_AIM_:
Reproduce every line of the items below verbatim, leaving out the pictures.

_RAW DATA_:
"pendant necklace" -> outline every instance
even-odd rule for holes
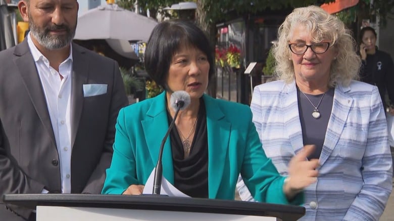
[[[185,136],[184,136],[182,133],[182,132],[178,129],[178,131],[179,131],[179,133],[181,134],[181,136],[182,136],[181,138],[184,139],[183,140],[182,140],[182,145],[183,146],[183,151],[185,153],[185,157],[188,156],[189,152],[190,152],[190,148],[191,146],[191,143],[190,143],[190,140],[189,139],[189,137],[190,137],[190,134],[191,134],[191,132],[193,131],[193,129],[194,129],[194,126],[195,125],[195,123],[196,122],[197,118],[196,117],[195,120],[194,120],[194,122],[193,124],[193,126],[191,126],[191,129],[190,130],[190,132],[189,132],[189,134],[187,134],[187,137],[185,137]],[[178,129],[177,127],[177,129]]]
[[[301,90],[300,90],[300,91],[301,91],[301,93],[302,93],[304,94],[304,95],[305,96],[305,97],[307,98],[308,101],[309,101],[309,102],[311,103],[311,104],[312,104],[313,107],[315,108],[315,110],[314,110],[313,112],[312,112],[312,117],[313,117],[313,118],[315,119],[319,119],[320,117],[321,114],[320,114],[320,112],[319,112],[319,110],[317,109],[317,108],[319,107],[319,105],[320,105],[320,103],[321,103],[321,101],[322,100],[323,100],[323,97],[324,97],[324,95],[326,94],[325,92],[323,94],[323,96],[321,96],[321,98],[320,98],[320,100],[319,101],[319,103],[317,104],[317,106],[315,106],[312,102],[312,101],[311,101],[311,100],[309,99],[309,98],[308,98],[307,95],[305,94],[305,93],[301,91]]]

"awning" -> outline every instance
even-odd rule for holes
[[[334,2],[323,4],[320,8],[329,14],[334,14],[353,7],[358,3],[359,0],[335,0]]]

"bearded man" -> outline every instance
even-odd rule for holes
[[[73,43],[76,0],[23,0],[30,33],[0,52],[0,195],[101,192],[127,104],[117,63]],[[0,199],[1,200],[1,199]],[[5,220],[35,220],[0,201]]]

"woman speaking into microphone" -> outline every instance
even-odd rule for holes
[[[318,161],[306,161],[313,147],[294,156],[292,172],[281,176],[262,148],[250,108],[204,94],[215,71],[213,52],[203,31],[189,22],[166,21],[155,28],[145,66],[165,91],[120,111],[103,193],[142,193],[176,111],[171,95],[184,91],[190,104],[179,111],[164,145],[163,176],[169,182],[191,197],[233,199],[240,173],[261,202],[303,203],[302,190],[317,176]]]

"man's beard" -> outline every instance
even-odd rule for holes
[[[52,24],[41,28],[37,25],[29,15],[30,32],[38,43],[48,50],[59,49],[69,45],[75,35],[76,22],[72,30],[66,25],[56,25]],[[65,35],[51,35],[51,31],[63,30],[66,31]]]

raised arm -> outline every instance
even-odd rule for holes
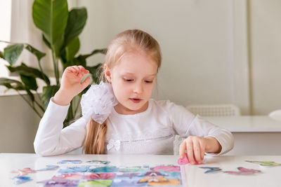
[[[63,72],[59,90],[51,98],[41,118],[34,142],[35,153],[40,155],[54,155],[71,151],[81,146],[86,133],[87,121],[79,118],[63,129],[72,98],[81,92],[89,83],[89,73],[83,67],[70,67]]]

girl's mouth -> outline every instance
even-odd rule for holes
[[[141,102],[141,99],[138,98],[130,98],[130,100],[134,103],[139,103],[140,102]]]

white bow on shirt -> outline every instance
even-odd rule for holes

_THE SOLUTION_:
"pendant necklace" -> outline every instance
even-odd rule for holes
[[[185,136],[184,136],[182,133],[182,132],[178,129],[178,131],[179,131],[179,133],[181,134],[181,136],[182,136],[181,138],[184,139],[183,140],[182,140],[182,145],[183,146],[183,151],[185,153],[185,157],[188,156],[189,152],[190,152],[190,148],[191,146],[191,143],[190,143],[190,140],[189,139],[189,137],[190,137],[190,134],[191,134],[191,132],[193,131],[193,129],[194,129],[194,126],[195,125],[195,123],[196,122],[197,118],[196,117],[195,120],[194,120],[194,122],[193,124],[193,126],[191,126],[191,129],[190,130],[190,132],[189,132],[189,134],[187,134],[187,137],[185,137]],[[178,129],[177,127],[177,129]]]
[[[301,90],[300,90],[300,91],[301,91],[301,93],[302,93],[304,94],[304,95],[305,96],[305,97],[307,98],[308,101],[309,101],[309,102],[311,103],[311,104],[312,104],[313,107],[315,108],[315,110],[314,110],[313,112],[312,112],[312,117],[313,117],[313,118],[315,119],[319,119],[320,117],[321,114],[320,114],[320,112],[319,112],[319,110],[317,109],[317,108],[319,107],[319,105],[320,105],[320,103],[321,103],[321,101],[322,100],[323,100],[323,97],[324,97],[324,95],[326,94],[325,92],[323,94],[323,96],[321,96],[321,98],[320,98],[320,100],[319,101],[319,103],[317,104],[317,106],[315,106],[312,102],[312,101],[311,101],[311,100],[309,99],[309,98],[308,98],[307,95],[305,94],[305,93],[301,91]]]

"awning" -> outline every instance
even-odd rule for holes
[[[334,2],[323,4],[320,8],[329,14],[334,14],[353,7],[358,3],[359,0],[335,0]]]

"bearded man" -> outline every instance
even-odd rule for holes
[[[73,43],[76,0],[23,0],[30,33],[0,52],[0,195],[101,192],[127,104],[117,63]],[[0,199],[1,200],[1,199]],[[5,220],[35,220],[0,201]]]

"woman speaking into microphone" -> outline every instance
even-odd rule for holes
[[[318,161],[306,161],[313,147],[294,156],[292,172],[281,176],[262,148],[250,108],[204,94],[215,71],[213,52],[203,31],[189,22],[166,21],[155,28],[145,66],[165,91],[120,111],[103,193],[142,193],[176,111],[171,95],[184,91],[190,104],[179,111],[164,145],[163,176],[169,182],[191,197],[233,199],[240,173],[261,202],[303,203],[302,190],[317,176]]]

"man's beard" -> outline every instance
even-odd rule for holes
[[[52,24],[41,28],[37,25],[29,15],[30,32],[38,43],[48,50],[59,49],[69,45],[75,35],[76,22],[72,30],[66,25],[56,25]],[[65,35],[51,35],[51,31],[63,30],[66,31]]]

raised arm -> outline every instance
even-odd rule for holes
[[[63,72],[59,90],[51,98],[41,118],[34,142],[35,153],[40,155],[54,155],[71,151],[81,146],[86,133],[87,121],[79,118],[63,129],[72,98],[81,92],[89,83],[89,73],[83,67],[70,67]]]

girl's mouth -> outline every instance
even-odd rule for holes
[[[141,102],[141,99],[138,98],[130,98],[130,100],[134,103],[139,103],[140,102]]]

white bow on shirt -> outline every instance
even-odd rule for holes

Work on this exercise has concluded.